++++ Фрагмент текста

Якоб Бёме - Герхард Вер
Гравюра на меди титульного листа книги «О троякой жизни», издание 1730 года
Три принципа, которые на высшем уровне бытия соотносятся с принципом божественной троичности, встречают Бёме во внешней природе, во всем сотворенном, так как «внешний состоящий из четырех стихий мир и эти звезды — фигура внутренних сил духовного мира». Этому миру придана его собственная динамика. Семь качеств вечной природы отражают в себе три принципа или же представляют их «понятное» воплощение. «Этот внешний мир — дым и пар, происходящие от духовного огня и духовной воды, оба они выдохнуты священным и мрачным мирами. Потому в нем есть и зло и добро, любовь и гнев, и пред духовным миром он только дым и туман, и со всеми своими качествами он вернется к родильнице в формах силы, как это можно видеть по звездам, стихиям и тварям, по растущим деревьям и травам. И он своим рождением утверждает новый принцип, ибо время родильницы — это модель вечного рождения, и время стоит в вечности»[135]. Эти слова о времени в вечности, которые понимаются здесь прежде всего в плане натурфилософии и приобретают для Бёме теоретико-познавательное значение, становятся для набожного сапожника лейтмотивом, который определяет его земное странствие как подражание Христу. Для того чтобы найти ключевые слова, следует рассмотреть, каким образом у него познание и жизнь соотносятся друг с другом. Сообразно этому в природе и в человеческом мире в наглядной и доступной переживанию форме разыгрывается борьба между силами любви и гнева. Поэтому эта земля — поле борьбы между добром и злом, между светом и тьмой, которые действуют как формы осуществления лживого одеяния Божества». Здесь источаются силы природы. Бога нельзя мыслить иначе, «чем в качестве самого глубинного основания всех вещей, и все же помнить, что Он не может быть определен до конца, даже если мы охватим взглядом все сотворенное Им»[136]. Видимый мир, по словам св. Иоанна Богослова, — это изреченное Слово.
Бёме приходится бороться с возможным недопониманием своих слов: он сопротивляется дуализму манихейства, гностиков и прежде всего персидской двоичности богов: «Ибо бог святого мира и бог мрачного мира — это не два бога. Есть единственный Бог. Он сам и есть все живое…»[137] Этот один — тот, который охватывает все. С другой стороны, Бёме должен противостоять опасности пантеизма. Тезис Спинозы «Deus sive natura» (Бог равен природе) Бёме никогда бы не принял. Для Бёме чрезвычайно важно установить, что все произошло из одного корня и представляет собой оплотневшее дыхание изреченного Слова. Однако мы не можем сказать, что внешний мир и есть Бог или же сказанное слово[138]. Бёме твердо держится различия говоримого и сказанного слова. Как иначе Бёме мог бы еще в «Утренней заре» говорить о «божестве во внешнем рождении», — божестве, которое держит в руках весло и «некогда бросит мякину и подожженный навес в одну кучу и свое внутреннее рождение изымет оттуда, и все это отведет как вечный дом господину Люциферу и его присным. Ибо господин Люцифер должен лежать связанным во внешнем рождении, в при роде этого мира, в его гневном огне»[139].

++++++++
++++ Сохранённые данные

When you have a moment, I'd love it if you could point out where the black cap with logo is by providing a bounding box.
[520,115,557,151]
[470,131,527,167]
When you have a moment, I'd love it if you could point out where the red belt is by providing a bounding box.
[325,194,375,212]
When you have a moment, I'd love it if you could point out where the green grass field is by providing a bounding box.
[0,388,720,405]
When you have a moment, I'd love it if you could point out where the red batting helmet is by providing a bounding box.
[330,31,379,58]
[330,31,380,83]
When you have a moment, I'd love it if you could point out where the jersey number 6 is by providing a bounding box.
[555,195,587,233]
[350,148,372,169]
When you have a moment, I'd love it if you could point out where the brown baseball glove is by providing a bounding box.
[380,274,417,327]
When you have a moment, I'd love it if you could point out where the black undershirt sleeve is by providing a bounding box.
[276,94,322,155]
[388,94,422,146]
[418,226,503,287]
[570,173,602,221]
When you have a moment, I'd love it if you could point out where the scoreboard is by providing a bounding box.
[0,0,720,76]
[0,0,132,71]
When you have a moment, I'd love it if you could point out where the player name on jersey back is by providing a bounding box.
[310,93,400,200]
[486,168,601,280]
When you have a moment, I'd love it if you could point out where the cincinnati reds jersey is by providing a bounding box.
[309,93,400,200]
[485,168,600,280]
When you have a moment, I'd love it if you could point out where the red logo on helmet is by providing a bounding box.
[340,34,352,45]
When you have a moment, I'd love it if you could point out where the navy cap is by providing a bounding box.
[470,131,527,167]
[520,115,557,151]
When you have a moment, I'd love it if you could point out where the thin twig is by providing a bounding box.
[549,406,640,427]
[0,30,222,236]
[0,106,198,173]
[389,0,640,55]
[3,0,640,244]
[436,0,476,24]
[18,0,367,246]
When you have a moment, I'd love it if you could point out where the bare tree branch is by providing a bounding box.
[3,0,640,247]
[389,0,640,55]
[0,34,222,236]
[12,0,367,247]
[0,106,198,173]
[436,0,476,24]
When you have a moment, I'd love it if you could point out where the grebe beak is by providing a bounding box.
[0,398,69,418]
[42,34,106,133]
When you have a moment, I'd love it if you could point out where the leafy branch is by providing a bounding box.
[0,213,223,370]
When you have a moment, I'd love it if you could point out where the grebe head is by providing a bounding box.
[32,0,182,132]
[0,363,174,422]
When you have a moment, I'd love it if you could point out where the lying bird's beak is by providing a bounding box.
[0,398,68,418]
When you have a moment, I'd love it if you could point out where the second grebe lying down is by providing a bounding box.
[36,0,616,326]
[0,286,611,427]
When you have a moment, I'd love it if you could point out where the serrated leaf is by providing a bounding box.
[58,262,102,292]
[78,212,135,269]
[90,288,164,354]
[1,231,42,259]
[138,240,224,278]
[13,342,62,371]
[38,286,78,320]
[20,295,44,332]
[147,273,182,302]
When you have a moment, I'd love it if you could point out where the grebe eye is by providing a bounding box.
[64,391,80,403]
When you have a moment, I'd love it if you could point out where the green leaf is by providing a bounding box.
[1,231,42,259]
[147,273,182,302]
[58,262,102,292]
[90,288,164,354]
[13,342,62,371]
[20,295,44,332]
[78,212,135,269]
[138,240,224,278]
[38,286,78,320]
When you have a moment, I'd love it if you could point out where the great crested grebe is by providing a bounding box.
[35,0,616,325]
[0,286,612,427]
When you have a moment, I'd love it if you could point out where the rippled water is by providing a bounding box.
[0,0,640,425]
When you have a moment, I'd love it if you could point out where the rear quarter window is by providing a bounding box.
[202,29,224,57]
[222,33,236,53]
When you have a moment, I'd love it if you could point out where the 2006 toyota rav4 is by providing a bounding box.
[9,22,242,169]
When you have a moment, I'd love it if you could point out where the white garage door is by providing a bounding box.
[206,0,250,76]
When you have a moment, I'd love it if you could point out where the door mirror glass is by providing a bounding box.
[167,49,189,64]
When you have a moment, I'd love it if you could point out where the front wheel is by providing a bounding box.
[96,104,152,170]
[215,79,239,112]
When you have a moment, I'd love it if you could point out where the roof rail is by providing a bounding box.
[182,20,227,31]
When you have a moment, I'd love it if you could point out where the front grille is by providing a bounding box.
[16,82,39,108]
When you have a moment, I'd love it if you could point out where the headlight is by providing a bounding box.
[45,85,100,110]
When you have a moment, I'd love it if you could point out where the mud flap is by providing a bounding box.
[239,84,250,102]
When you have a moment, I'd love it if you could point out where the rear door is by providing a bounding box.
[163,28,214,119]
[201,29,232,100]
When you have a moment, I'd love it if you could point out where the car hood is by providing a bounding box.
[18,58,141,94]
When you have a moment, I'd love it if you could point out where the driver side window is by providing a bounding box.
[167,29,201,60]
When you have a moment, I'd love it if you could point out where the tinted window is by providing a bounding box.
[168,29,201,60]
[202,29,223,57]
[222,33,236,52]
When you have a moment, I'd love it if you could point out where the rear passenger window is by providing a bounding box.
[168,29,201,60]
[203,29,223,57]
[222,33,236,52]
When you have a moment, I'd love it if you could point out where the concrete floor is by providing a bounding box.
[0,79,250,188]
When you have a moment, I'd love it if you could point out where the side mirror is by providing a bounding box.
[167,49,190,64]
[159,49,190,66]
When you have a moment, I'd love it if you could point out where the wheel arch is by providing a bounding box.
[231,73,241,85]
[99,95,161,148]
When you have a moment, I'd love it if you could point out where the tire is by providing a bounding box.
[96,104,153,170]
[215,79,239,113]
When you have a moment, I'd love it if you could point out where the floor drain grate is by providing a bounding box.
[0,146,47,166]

++++++++

Задание: Во фрагменте о Бёме приведена цитата со словами «как это можно видеть по». Перечислите всё, что названо в этой цитате после этих слов. Позиции из сохранённых данных для работы не понадобятся.

Письменное решение: Звезды, стихии, твари, растущие деревья, травы.